-- START OF Excerpt provided --

Watt d’Or for efficient and sustainable power supply with photovoltaics

The Swiss Federal Office of Energy has honoured an optimisation algorithm develo
The Swiss Federal Office of Energy has honoured an optimisation algorithm developed by researchers and AEW Energie that helps to make the expansion of solar energy more grid-friendly. (Photograph: AEW Energie AG)
Researchers from the Automatic Control Laboratory and the electricity supplier AEW Energie AG have won the 2024 Watt d’Or award in the Energy Technologies category. Their algorithm, which was implemented at AEW Energie, makes it possible to optimise electricity grid operations.

For the seventeenth time, the Swiss Federal Office of Energy has awarded Switzerland’s Watt d’Or energy prize - and ETH Zurich is one of the winners. ETH received the award in the Energy Technologies category in collaboration with AEW Energie AG. The Watt d’Or has been honouring pioneering projects and achievements in the energy sector since 2007.

researchers Lukas Ortmann and Saverio Bolognani from the group led by Florian Dörfler, Professor at the ETH Automatic Control Laboratory, have been awarded the Watt d’Or for developing an algorithm, together with associated online feedback optimisation software, that can be used to solve an optimisation problem in the electricity grid. Specifically, they implemented their algorithm in the real-world environment of the AEW Energie electricity grid in a way that meant photovoltaic systems not only supply renewable electricity, but at the same time help to optimise reactive power.

Optimised, faultless grid operation thanks to real-time data

The researchers’ collaboration with AEW Energie came about through the National Centre of Competence in Research "Dependable, ubiquitous automation" (NCCR Automation). Ortmann, now Professor of Control Engineering at the Eastern Switzerland University of Applied Sciences in Rapperswil, reports that they conducted a pilot project to test their optimisation software on an AEW Energie solar plant. Real-time information from the software is used to control the plant’s reactive power output in an attempt to conform as closely as possible to the reactive power in the grid, for instance to quickly reduce excessively high voltages.

-- END OF Excerpt provided --
-- START OF Records supplied --

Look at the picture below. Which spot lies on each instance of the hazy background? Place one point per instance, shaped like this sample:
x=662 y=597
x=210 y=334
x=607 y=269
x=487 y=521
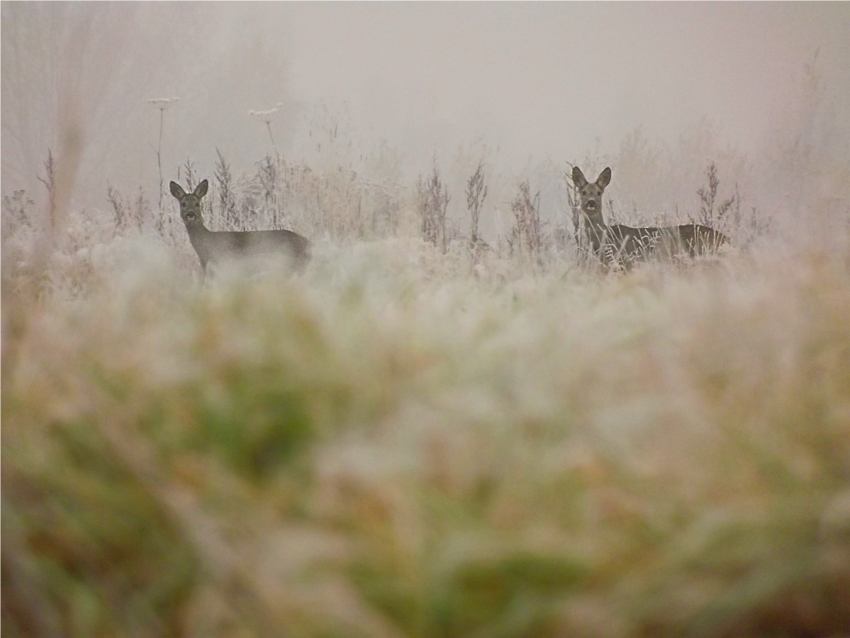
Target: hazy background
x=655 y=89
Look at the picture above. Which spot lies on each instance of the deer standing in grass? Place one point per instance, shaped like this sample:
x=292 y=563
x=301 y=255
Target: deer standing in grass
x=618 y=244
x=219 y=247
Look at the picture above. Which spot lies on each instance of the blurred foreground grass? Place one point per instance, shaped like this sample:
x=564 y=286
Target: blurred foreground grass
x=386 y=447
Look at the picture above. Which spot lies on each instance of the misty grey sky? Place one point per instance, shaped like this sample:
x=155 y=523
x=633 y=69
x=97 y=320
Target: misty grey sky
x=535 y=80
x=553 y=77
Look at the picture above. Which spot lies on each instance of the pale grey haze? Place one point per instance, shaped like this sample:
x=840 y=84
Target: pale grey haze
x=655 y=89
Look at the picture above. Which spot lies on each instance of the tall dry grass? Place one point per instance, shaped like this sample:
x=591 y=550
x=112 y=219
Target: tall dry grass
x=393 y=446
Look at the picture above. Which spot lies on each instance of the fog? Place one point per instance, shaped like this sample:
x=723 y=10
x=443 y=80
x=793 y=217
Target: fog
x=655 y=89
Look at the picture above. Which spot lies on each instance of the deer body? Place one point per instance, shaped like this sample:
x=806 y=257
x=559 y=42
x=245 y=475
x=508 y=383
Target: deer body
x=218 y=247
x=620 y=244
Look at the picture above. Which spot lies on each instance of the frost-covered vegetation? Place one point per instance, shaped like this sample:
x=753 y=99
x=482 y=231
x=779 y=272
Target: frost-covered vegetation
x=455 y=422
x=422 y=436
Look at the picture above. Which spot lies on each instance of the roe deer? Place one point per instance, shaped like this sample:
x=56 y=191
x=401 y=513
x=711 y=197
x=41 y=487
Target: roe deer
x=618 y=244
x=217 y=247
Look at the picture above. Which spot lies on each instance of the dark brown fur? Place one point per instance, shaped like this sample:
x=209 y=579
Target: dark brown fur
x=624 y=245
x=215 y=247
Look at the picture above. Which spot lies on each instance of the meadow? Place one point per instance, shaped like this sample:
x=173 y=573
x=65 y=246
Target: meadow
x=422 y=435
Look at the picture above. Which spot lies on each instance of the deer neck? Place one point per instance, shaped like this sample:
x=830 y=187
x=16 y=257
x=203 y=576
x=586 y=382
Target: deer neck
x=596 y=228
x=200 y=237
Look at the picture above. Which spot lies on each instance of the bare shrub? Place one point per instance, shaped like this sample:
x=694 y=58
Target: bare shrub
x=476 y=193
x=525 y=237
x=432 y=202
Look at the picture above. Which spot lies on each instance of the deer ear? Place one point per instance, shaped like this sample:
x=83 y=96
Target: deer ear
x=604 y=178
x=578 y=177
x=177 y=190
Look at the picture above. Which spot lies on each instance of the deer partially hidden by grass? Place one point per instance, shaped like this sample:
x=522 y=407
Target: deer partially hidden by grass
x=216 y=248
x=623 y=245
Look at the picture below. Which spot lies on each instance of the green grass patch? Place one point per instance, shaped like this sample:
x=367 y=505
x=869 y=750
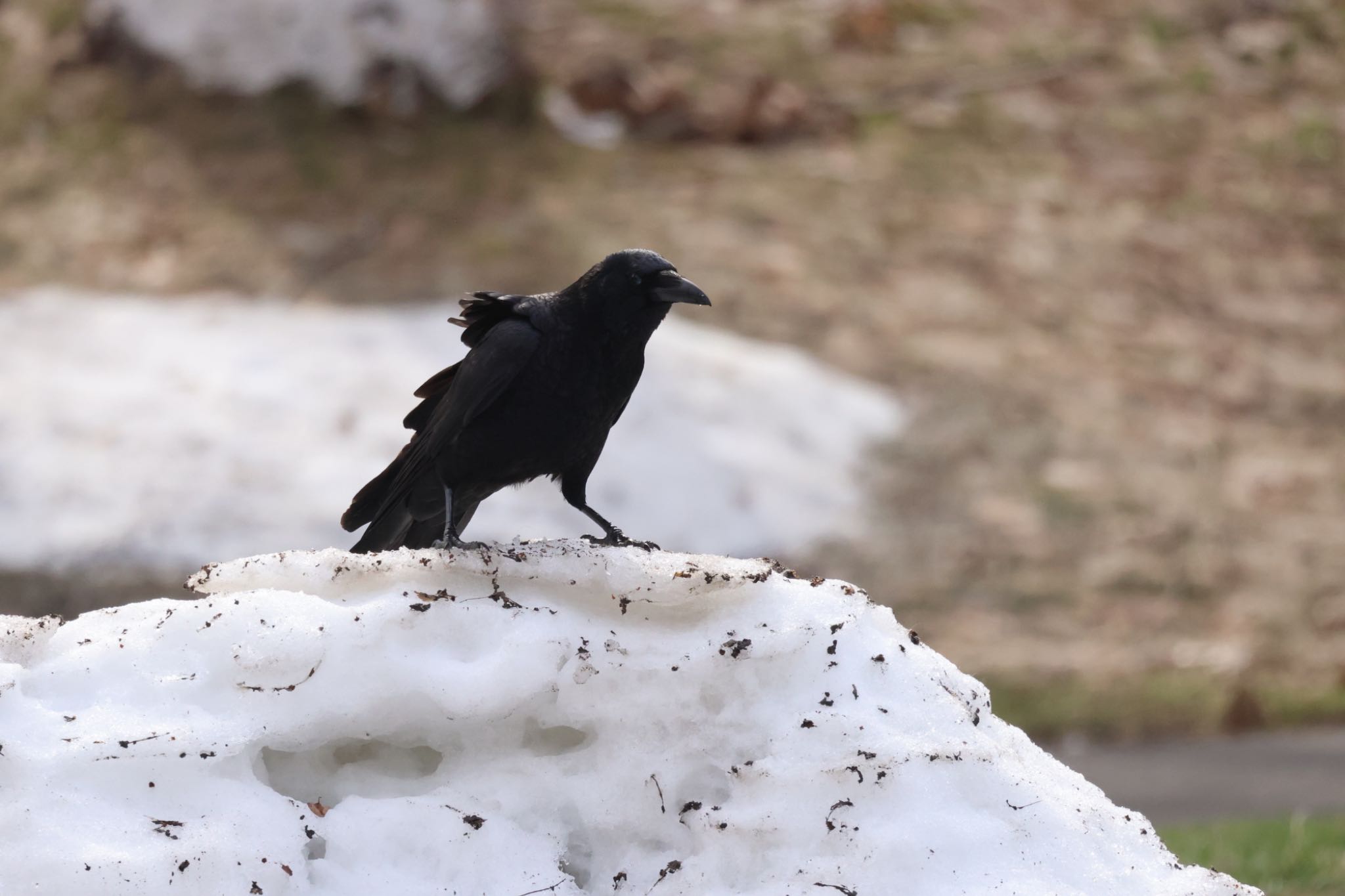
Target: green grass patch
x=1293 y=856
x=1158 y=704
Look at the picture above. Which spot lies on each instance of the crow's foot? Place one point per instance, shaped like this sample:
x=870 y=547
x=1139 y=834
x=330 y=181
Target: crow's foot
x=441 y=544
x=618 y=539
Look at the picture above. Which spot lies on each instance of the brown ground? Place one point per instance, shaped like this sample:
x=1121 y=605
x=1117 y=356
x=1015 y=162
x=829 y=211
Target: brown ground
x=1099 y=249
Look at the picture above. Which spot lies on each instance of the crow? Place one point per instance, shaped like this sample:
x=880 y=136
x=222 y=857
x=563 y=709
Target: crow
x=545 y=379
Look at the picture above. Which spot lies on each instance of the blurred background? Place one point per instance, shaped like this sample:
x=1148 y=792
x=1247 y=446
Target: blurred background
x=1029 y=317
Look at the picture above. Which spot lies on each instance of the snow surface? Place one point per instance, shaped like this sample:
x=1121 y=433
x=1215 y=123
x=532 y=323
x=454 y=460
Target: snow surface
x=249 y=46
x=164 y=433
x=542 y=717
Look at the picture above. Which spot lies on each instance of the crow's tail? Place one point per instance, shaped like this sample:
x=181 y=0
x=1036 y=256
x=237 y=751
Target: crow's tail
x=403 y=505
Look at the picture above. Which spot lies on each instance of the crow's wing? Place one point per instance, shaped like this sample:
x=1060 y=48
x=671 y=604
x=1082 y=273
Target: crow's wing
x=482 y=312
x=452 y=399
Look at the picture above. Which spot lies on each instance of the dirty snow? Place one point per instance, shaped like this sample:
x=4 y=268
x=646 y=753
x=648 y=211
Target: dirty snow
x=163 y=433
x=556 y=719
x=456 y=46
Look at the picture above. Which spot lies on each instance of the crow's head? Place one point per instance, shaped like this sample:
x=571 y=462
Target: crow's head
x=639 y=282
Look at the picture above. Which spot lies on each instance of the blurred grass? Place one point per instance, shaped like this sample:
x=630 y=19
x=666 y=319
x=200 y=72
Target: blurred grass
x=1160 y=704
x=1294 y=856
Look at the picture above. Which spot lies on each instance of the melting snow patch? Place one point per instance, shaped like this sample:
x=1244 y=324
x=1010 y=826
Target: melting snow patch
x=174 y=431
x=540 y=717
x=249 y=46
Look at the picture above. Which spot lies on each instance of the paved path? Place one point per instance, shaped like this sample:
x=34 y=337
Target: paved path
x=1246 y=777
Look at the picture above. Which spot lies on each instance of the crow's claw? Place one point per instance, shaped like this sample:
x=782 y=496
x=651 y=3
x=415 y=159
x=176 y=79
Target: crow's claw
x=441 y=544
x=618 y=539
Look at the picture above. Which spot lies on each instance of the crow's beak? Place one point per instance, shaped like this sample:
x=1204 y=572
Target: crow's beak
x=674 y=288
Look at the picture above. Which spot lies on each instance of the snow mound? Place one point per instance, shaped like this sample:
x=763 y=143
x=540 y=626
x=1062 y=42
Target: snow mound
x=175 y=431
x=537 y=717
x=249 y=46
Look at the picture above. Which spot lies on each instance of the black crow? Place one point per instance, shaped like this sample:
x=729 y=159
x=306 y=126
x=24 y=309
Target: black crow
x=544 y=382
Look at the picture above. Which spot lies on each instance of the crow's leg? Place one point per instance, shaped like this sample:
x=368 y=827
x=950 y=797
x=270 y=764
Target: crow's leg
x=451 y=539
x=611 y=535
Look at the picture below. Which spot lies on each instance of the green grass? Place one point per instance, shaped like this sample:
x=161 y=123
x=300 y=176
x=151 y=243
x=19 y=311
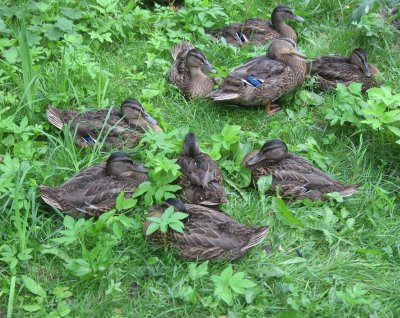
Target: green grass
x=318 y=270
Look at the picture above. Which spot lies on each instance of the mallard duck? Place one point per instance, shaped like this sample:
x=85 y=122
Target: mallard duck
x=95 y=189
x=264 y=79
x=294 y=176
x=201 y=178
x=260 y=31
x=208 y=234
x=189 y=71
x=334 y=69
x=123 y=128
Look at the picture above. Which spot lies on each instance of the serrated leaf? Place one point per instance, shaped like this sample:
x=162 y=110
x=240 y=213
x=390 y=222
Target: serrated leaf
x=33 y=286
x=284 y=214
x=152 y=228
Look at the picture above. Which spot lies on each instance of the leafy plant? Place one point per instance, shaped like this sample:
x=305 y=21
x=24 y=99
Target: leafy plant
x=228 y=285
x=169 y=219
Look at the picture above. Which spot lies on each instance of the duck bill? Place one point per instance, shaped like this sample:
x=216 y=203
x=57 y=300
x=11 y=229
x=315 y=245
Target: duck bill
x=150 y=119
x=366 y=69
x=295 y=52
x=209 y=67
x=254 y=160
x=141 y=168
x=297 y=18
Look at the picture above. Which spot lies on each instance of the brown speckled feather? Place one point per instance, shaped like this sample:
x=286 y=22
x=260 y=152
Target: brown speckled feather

-- END OF Records supplied --

Requirements: Pick up the article about the Watt d'Or award for the grid algorithm, found above the records, and continue it from its last sentence.

Result below:
Reactive power is a flow of electrical energy that consumers don’t use. In an alternating-current grid, it can be used to manage the voltage. The electricity grid requires reactive power for safe operation. Inverters convert direct current from a generator such as a photovoltaic system into alternating current for the grid. Thanks to the ETH software, the inverters now produce voltage-reducing or voltage-increasing reactive power, which is used to optimise the reactive power available in the grid.

What makes the ETH algorithm innovative and useful is that it is based on real-time data from the AEW electricity grid, so it can adjust the reactive power to the prevailing situation in a way that optimises the local flow of reactive power. The algorithm learns from real-time readings of voltage and reactive power how to guide the grid into its optimum operating state.

Having already demonstrated in the lab that their control concept works in theory and in simulations, the researchers have now shown together with AEW Energie that the algorithm is also robust under real-world conditions. During the test phase at AEW, its electricity grid management was faultless. The algorithm is now in continuous operation.

Stable electricity supply with renewables

The results of the pilot project at the AEW solar plant are very promising: "In principle, using the example of a single, existing AEW solar plant, we’ve shown that our optimisation software can contribute to grid stability in Switzerland," Ortmann says.

Not only can the algorithm and the software be applied to solar plants, but they are also suitable for all power plants that work with an inverter to generate reactive power. Inverters are found in photovoltaic systems as well as in modern hydropower plants, wind turbines, charging stations for electric cars, and heat pumps.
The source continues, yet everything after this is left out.